__Esercizi da svolgere__.
- A) Elenca tutti i sensi nominati nell'estratto sull'anima e il corpo.
- B) Secondo l'estratto sull'anima e il corpo, che cos'è l'altra creatura?
- C) Nell'estratto sull'anima e il corpo, riscrivi la parte che inizia con le parole contenenti "E se l'anima" e finisce con "la sola intelligenza.", sostituendo "notizia" con "informazione".

__Estratto del testo__.
________

Non ci separa da lui alcun'altra creatura, ( Rm 8,39 ) aggiunge l'Apostolo. O uomo dei più profondi misteri!

Non si è accontentato di dire: una creatura; ma dice alcun'altra creatura, ammonendoci che ciò stesso con cui amiamo Dio e mediante cui aderiamo a lui, cioè l'anima e la mente, non è una natura.

L'altra creatura dunque è il corpo.

E se l'anima è qualcosa di intelligibile, ossia che si può conoscere solo con l'intelligenza, l'altra creatura comprende tutto il sensibile, cioè quanto, per così dire, dà qualche notizia di sé per mezzo della vista, dell'udito, dell'odorato, del gusto e del tatto, ed è necessario che sia inferiore rispetto a ciò che si afferra con la sola intelligenza.

________

__Dati forniti__.

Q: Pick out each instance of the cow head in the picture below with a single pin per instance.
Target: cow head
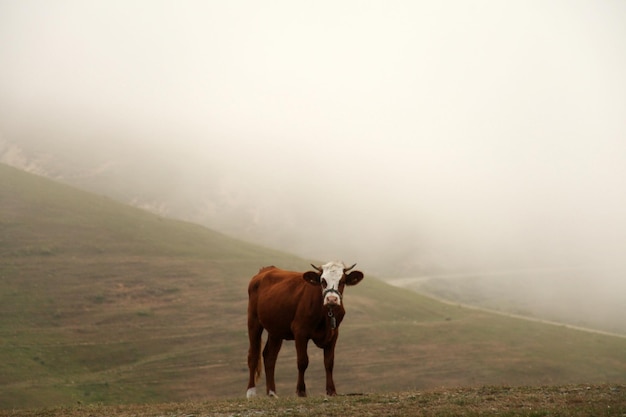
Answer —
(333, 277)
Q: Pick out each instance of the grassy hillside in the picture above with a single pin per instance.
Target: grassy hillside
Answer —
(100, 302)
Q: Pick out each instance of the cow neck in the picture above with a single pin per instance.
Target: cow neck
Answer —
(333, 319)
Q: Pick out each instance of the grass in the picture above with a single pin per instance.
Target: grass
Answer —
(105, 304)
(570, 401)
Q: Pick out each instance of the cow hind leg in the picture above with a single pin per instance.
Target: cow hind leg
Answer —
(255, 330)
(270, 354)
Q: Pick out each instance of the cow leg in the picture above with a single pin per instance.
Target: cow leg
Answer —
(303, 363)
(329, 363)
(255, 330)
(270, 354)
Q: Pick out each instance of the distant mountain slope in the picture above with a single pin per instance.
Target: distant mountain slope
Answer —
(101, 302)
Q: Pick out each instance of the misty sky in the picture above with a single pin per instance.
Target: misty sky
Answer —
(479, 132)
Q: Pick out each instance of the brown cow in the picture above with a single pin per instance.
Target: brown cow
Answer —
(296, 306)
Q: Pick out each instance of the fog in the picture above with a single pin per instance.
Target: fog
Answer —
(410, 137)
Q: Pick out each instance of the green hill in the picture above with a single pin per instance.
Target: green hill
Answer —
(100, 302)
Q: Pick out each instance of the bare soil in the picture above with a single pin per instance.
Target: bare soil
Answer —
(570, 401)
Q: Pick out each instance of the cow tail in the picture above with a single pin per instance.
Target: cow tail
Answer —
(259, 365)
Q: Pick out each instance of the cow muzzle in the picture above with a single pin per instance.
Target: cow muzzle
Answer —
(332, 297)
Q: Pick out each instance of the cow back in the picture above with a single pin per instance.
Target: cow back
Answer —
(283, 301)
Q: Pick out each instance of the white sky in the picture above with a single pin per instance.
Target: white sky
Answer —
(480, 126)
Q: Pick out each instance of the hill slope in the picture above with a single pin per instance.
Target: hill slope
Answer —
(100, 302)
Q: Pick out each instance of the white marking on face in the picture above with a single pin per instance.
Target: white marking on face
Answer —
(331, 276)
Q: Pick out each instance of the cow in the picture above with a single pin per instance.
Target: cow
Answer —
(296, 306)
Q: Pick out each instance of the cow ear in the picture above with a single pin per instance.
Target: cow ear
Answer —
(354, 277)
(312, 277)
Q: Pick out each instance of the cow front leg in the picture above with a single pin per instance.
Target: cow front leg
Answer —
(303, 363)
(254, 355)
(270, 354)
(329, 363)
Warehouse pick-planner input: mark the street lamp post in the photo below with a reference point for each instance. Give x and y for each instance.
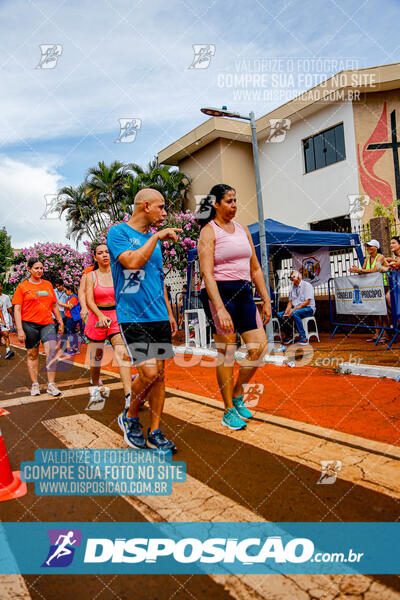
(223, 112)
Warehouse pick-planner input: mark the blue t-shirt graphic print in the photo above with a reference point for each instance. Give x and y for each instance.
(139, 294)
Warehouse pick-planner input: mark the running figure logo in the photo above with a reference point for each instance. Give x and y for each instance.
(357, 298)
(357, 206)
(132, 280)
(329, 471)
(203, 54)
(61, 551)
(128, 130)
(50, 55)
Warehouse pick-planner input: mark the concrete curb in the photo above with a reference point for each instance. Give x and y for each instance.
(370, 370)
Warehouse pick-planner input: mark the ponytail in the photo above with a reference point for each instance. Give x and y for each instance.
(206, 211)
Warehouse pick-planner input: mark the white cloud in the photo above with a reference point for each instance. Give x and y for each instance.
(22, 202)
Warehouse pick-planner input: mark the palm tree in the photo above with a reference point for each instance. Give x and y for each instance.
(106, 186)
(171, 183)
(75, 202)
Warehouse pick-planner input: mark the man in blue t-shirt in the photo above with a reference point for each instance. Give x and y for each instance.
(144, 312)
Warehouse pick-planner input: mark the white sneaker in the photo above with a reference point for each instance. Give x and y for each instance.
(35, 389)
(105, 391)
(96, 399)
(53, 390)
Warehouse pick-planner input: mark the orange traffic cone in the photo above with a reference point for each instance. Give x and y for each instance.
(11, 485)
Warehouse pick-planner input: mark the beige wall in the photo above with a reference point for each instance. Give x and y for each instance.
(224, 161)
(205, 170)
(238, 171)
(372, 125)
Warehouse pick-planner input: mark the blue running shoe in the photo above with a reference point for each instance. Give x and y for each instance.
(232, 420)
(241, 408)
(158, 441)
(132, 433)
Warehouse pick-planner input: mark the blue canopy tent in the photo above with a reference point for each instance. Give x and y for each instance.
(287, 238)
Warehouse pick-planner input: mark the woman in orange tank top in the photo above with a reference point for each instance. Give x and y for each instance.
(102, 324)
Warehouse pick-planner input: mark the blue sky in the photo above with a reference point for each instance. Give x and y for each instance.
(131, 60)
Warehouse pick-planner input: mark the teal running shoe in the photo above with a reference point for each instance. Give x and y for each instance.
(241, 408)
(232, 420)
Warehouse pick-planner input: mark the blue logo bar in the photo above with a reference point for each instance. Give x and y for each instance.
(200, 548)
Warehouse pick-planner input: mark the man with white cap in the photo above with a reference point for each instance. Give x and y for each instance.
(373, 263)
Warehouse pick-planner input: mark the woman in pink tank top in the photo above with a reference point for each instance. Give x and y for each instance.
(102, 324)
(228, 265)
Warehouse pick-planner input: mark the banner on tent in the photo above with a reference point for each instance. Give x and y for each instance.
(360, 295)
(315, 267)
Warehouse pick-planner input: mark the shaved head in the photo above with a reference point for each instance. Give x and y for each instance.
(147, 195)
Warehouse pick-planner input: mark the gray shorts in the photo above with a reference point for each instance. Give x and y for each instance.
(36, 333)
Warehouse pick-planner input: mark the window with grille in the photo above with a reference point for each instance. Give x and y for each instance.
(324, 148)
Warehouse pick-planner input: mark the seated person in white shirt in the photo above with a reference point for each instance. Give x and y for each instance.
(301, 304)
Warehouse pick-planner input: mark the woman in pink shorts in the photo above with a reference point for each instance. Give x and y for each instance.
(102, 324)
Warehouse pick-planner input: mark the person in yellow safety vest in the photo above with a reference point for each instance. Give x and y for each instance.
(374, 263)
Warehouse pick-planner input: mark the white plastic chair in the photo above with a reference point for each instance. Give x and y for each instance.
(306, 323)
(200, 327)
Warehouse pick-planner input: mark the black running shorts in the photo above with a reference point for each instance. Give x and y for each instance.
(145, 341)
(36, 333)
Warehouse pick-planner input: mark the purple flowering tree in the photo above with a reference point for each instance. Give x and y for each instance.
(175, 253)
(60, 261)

________

__Risposte in ordine__.
- A) Vista, udito, odorato, gusto, tatto.

- B) Il corpo.

- C)
E se l'anima è qualcosa di intelligibile, ossia che si può conoscere solo con l'intelligenza, l'altra creatura comprende tutto il sensibile, cioè quanto, per così dire, dà qualche informazione di sé per mezzo della vista, dell'udito, dell'odorato, del gusto e del tatto, ed è necessario che sia inferiore rispetto a ciò che si afferra con la sola intelligenza.